== EXERCISE MATERIALS

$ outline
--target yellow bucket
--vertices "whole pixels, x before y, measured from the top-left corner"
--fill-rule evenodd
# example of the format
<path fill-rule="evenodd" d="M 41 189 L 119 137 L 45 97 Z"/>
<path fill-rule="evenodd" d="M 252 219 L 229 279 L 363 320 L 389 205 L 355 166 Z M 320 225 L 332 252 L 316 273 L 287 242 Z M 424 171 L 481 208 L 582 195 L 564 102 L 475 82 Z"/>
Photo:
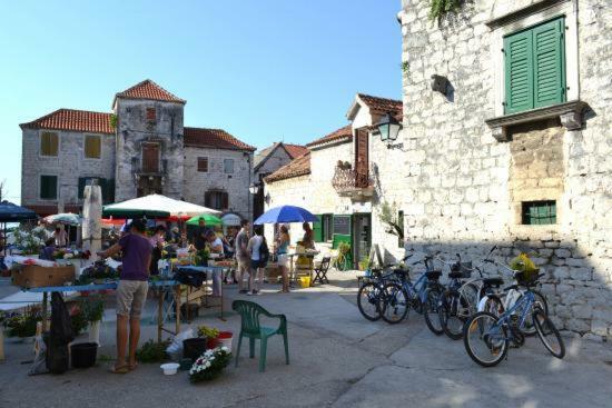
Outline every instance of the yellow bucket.
<path fill-rule="evenodd" d="M 309 288 L 310 287 L 310 277 L 309 276 L 303 276 L 299 278 L 299 286 L 303 288 Z"/>

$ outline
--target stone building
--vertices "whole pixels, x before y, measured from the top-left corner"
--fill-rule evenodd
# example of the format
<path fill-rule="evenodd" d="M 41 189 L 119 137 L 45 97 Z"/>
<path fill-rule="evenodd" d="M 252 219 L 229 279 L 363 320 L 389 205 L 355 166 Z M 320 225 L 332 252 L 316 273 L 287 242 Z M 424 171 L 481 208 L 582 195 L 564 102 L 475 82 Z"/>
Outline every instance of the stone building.
<path fill-rule="evenodd" d="M 111 112 L 59 109 L 22 123 L 22 205 L 79 212 L 90 179 L 105 202 L 162 193 L 250 217 L 255 148 L 221 129 L 184 126 L 186 101 L 145 80 Z"/>
<path fill-rule="evenodd" d="M 398 14 L 406 151 L 378 163 L 383 197 L 415 246 L 527 251 L 559 327 L 610 337 L 610 3 L 483 0 L 436 22 L 430 7 L 404 0 Z"/>
<path fill-rule="evenodd" d="M 358 93 L 346 115 L 349 125 L 306 145 L 308 153 L 265 178 L 267 206 L 295 205 L 317 215 L 315 241 L 327 248 L 348 242 L 353 266 L 369 255 L 377 222 L 376 163 L 386 152 L 373 156 L 369 132 L 385 113 L 401 119 L 402 101 Z M 293 241 L 302 239 L 302 226 L 292 225 L 290 232 Z"/>
<path fill-rule="evenodd" d="M 292 160 L 304 156 L 308 149 L 304 146 L 275 142 L 255 153 L 253 167 L 253 183 L 256 192 L 253 197 L 253 218 L 256 219 L 264 213 L 264 178 L 272 175 Z"/>

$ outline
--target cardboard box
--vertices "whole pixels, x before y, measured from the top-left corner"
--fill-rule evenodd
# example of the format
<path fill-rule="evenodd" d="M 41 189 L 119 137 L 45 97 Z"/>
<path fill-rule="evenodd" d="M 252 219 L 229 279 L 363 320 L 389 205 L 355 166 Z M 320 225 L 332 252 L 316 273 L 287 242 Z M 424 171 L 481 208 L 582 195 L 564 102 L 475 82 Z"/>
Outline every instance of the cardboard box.
<path fill-rule="evenodd" d="M 12 285 L 21 288 L 40 288 L 46 286 L 63 286 L 75 280 L 75 267 L 40 267 L 22 265 L 12 269 Z"/>

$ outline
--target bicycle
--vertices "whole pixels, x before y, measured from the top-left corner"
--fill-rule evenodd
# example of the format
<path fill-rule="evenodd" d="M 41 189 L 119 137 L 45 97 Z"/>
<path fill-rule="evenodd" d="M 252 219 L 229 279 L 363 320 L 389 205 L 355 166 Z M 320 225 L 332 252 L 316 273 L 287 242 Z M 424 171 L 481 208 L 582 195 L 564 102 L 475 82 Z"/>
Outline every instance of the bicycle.
<path fill-rule="evenodd" d="M 521 347 L 524 344 L 525 321 L 530 317 L 549 352 L 560 359 L 565 356 L 565 345 L 559 330 L 537 303 L 532 291 L 542 276 L 527 279 L 525 272 L 515 271 L 514 278 L 517 283 L 507 289 L 523 287 L 525 290 L 522 297 L 501 316 L 478 311 L 466 321 L 463 328 L 464 346 L 475 362 L 483 367 L 496 366 L 506 357 L 511 342 L 515 347 Z"/>
<path fill-rule="evenodd" d="M 406 256 L 404 260 L 412 255 Z M 425 265 L 425 272 L 413 283 L 408 270 L 396 270 L 398 282 L 389 282 L 384 286 L 381 301 L 381 316 L 391 325 L 398 324 L 408 315 L 412 307 L 417 314 L 423 315 L 425 324 L 436 336 L 444 332 L 440 326 L 440 319 L 434 318 L 437 314 L 438 299 L 444 290 L 440 283 L 442 271 L 433 269 L 434 256 L 427 255 L 424 259 L 413 262 Z"/>

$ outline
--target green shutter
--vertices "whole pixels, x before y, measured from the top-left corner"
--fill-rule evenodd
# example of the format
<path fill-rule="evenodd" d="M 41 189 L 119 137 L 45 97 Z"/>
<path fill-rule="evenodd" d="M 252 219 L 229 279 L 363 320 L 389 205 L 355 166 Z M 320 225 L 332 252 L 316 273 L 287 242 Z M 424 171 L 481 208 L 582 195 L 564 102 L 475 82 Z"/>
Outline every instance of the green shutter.
<path fill-rule="evenodd" d="M 522 31 L 504 38 L 505 113 L 533 109 L 532 32 Z"/>
<path fill-rule="evenodd" d="M 534 108 L 565 101 L 564 19 L 537 26 L 533 31 L 535 66 Z"/>
<path fill-rule="evenodd" d="M 323 241 L 323 228 L 320 223 L 320 216 L 316 216 L 318 221 L 313 222 L 313 236 L 315 239 L 315 242 L 322 242 Z"/>

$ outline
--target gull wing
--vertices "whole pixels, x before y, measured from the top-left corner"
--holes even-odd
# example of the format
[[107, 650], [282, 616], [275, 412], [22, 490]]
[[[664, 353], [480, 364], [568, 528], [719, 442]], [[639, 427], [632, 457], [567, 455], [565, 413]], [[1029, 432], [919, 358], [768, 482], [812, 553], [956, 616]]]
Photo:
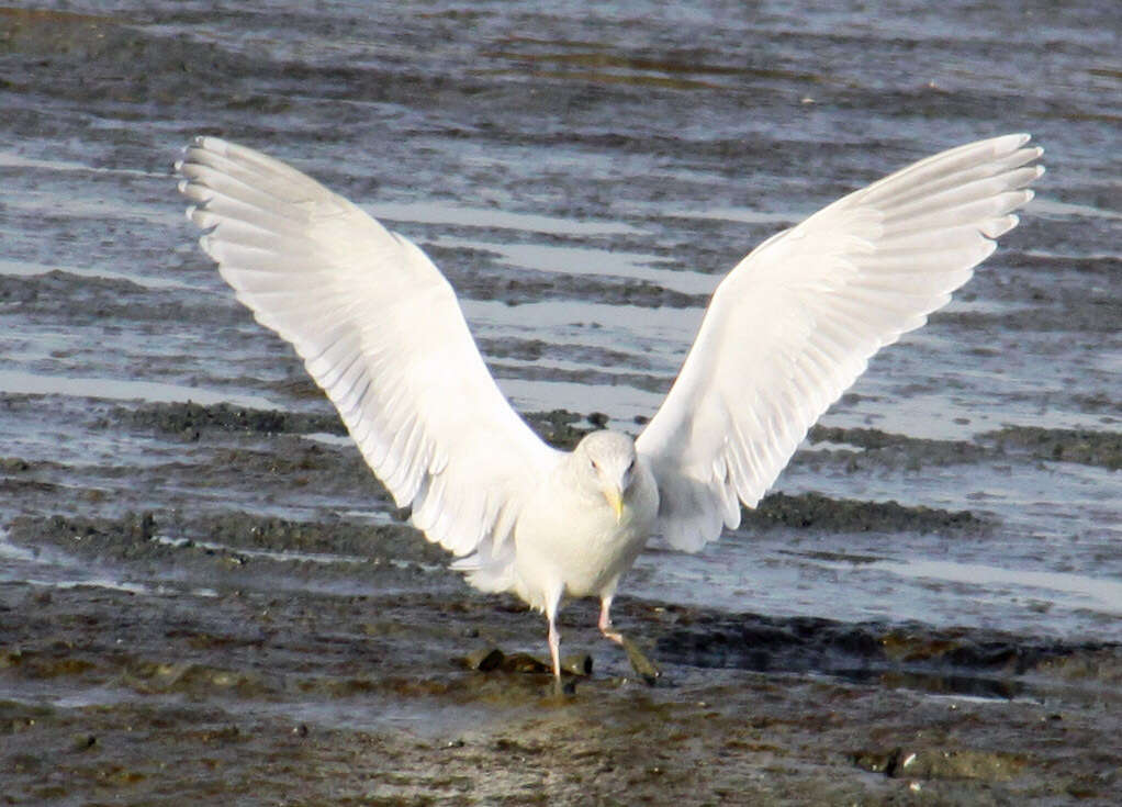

====

◆ **TASK DIRECTIONS**
State how many lines in the entries above contain the string "bucket", and give only the number.

◆ **ANSWER FOR THE TASK**
2